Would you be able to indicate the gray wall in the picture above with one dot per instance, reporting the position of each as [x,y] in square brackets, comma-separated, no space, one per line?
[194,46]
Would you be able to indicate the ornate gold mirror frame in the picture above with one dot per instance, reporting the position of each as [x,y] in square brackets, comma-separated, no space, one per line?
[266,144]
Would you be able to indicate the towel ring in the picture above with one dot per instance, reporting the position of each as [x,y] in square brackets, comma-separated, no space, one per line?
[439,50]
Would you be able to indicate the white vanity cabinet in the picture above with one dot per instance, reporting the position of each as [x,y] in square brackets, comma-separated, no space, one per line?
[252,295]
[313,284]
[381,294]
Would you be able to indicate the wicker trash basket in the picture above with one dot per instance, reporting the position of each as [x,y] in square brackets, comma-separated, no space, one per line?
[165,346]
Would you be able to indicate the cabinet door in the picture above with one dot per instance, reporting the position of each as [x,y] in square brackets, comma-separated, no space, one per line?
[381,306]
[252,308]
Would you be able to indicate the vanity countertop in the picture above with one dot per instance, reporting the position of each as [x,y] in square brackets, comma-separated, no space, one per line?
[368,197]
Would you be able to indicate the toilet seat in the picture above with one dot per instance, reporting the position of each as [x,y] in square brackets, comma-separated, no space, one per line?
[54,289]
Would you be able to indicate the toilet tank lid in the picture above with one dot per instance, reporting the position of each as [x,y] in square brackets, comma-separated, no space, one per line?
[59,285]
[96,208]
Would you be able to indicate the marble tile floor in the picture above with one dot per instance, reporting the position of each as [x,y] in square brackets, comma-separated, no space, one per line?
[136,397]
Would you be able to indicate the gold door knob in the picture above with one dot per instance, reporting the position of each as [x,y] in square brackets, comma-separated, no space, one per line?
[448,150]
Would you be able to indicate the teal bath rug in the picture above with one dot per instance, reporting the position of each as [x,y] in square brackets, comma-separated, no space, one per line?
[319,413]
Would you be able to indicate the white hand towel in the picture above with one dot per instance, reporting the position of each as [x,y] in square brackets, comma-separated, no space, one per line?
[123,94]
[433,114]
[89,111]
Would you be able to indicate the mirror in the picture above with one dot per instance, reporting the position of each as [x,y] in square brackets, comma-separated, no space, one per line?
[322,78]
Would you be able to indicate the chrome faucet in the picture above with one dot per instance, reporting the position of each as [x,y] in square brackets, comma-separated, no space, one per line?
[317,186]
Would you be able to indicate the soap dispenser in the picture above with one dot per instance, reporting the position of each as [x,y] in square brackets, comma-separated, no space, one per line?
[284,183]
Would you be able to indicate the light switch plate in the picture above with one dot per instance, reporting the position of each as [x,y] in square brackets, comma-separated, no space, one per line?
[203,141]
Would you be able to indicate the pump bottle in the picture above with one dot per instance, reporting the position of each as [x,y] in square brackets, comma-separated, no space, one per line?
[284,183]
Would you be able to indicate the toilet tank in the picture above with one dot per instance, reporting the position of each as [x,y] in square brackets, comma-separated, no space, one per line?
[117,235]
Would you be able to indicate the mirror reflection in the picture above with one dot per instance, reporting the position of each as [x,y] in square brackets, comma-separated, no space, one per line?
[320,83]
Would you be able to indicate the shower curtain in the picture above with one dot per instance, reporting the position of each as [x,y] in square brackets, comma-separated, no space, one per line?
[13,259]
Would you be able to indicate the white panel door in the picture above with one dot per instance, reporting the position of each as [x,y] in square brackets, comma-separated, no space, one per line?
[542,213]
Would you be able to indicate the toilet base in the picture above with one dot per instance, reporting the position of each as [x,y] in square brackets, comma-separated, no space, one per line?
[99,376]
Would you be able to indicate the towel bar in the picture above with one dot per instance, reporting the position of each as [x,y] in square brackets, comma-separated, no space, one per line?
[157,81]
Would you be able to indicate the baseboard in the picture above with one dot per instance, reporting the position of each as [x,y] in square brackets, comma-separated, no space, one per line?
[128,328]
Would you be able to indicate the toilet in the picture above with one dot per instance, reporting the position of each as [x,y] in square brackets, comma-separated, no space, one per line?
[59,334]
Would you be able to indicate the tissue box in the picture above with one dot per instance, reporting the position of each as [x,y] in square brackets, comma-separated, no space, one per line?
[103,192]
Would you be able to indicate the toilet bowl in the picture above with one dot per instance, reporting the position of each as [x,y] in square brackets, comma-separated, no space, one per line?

**Exercise brief**
Give all the records again. Match them exactly.

**Written response**
Would you be able to indicate the gray wall in the picture above with one dot per instance, reporting the position of each as [x,y] in square brackets, comma-separated, no space, one per line?
[194,46]
Would you be able to indicate the ornate gold mirror frame in the picture above with one dot per instance, reporting the position of each as [x,y] in square brackets, comma-separated, no space, one per line?
[266,144]
Would you be able to indicate the towel ring in the picture above with one dot per instance, reporting the position of each as [x,y] in square brackets, comma-separated, no space, one per line?
[439,50]
Would you be able to indicate the white vanity cabinet in the picture above with one dot per instance, reporting the position of each as [x,y] in square brackets, comma-separated, no space, one per line?
[252,295]
[313,284]
[381,294]
Would you be able to indicate the wicker trash basket in the picture above with one dot per instance, reporting the position of each as [x,y] in square brackets, comma-separated, no space, one per line?
[165,346]
Would you be able to indicate the cabinet door in the picture above with one dot per instance, reporting the position of each as [x,y] in square brackets, comma-separated, no space, one per line?
[381,306]
[252,308]
Would you be able to indicate the vanity countertop in the picture above with one dot per instance, reporting the position of each as [x,y] in square brackets, comma-separated, no space, one per line?
[368,197]
Would you be able to indicate the toilet seat in the picture above with one dot per instance, reporting the position of each as [x,y] in square brackets, comma-separated, no space, one per line?
[54,289]
Would you be able to indicate the toilet tank lid in the picture above with one dot per instance, reporting the position of each as [x,y] in square brackets, comma-separated, no space, one per line?
[59,285]
[96,208]
Would you be able to indicate the marble tile floor in the picture above with one dot per instance, reporting the position of each as [x,y] in square brackets, comma-separated, no space, one per line?
[136,397]
Would you be able to indicate the gold door knob in the picture above with one dot per instance, reporting the position of each as [x,y] in square brackets, comma-separated, no space, one per line?
[448,150]
Would you be able to indicate the teal bath rug in the picture above with one dot per instance, reporting the position of each as [x,y] in square brackets, comma-separated, no space, one per line?
[319,413]
Would you be able to indicate the white hand towel in the picture above with one dot per instance, reporting the position of each as [x,y] in square brackets, comma-separated, no space, one per line?
[123,94]
[433,114]
[89,111]
Would you be able to indicate the mirror in the picture above with one dot per instance, reporting the position of each as [x,y] in square brackets, comma-separated, no space, one per line?
[322,78]
Would you be able to indicate the chrome faucet in the picture above with one dot per instance, reporting the position of each as [x,y] in square brackets, comma-separated, no space, one per line?
[317,186]
Would you be able to indicate the soap dispenser in the picture above with one dot per instance, reporting the position of each as [x,y] in square brackets, comma-separated, no space, one per line?
[284,183]
Would you be able to indicate the light switch plate in the picture above with one dot per instance, reporting the position of each as [x,y] in square brackets, comma-separated, no space, one per line?
[203,141]
Would you be able to indicate the pump bottle in the picture above with one dot per instance, reporting the position of each as [x,y] in square brackets, comma-separated, no space, one per line?
[284,183]
Would you be able to indicate the toilet tank in the picture above with one dot per instance, reporting the position of each as [x,y] in square brackets, comma-separated, no space, one per line?
[117,235]
Would you be able to indicate the mirror reflection in the picture above with one dot per instance, reporting the position of each as [x,y] in square brackets, comma-separated, no space, one per line?
[320,83]
Would you be able to indicate the shower curtain in the picture above with one dot per instance, reporting the position of each as [x,y] in square brackets, comma-separated, no space, one per line?
[13,259]
Would you be able to indicate the white panel door in the picture above with one dot per instance, reporting the position of each as [x,y] in square brackets, comma-separated, no space, one per line?
[542,213]
Would you be able to indicate the toilet base in the picture above with one dot per instance, reporting the position of each as [x,y] in square brackets, comma-separated, no space, one per line?
[99,376]
Would you be able to indicate the towel bar in the picture above with one dot per instance, reporting the position of each as [x,y] in square brackets, comma-separated, no space, one per line?
[157,81]
Would you be able to indicate the baseboard in the picture above with one dot per instance, reporting the position of each as [x,y] in square brackets, comma-separated, no space, one per line?
[128,328]
Would you be able to indicate the toilet in the picture above with one dot per instance, reporting the position of each as [x,y] in square brackets, comma-separated, no space, one per line?
[59,334]
Would you be able to indicate the tissue box in the picture above with one dot per instance, reporting the position of each as [x,y] in square brackets, comma-separated, no space, one per line?
[103,192]
Would you be able to indicate the toilet bowl in the picture above with one dot per instance, reporting the position of each as [x,y] in square brackets, comma-separated, no space, one per line?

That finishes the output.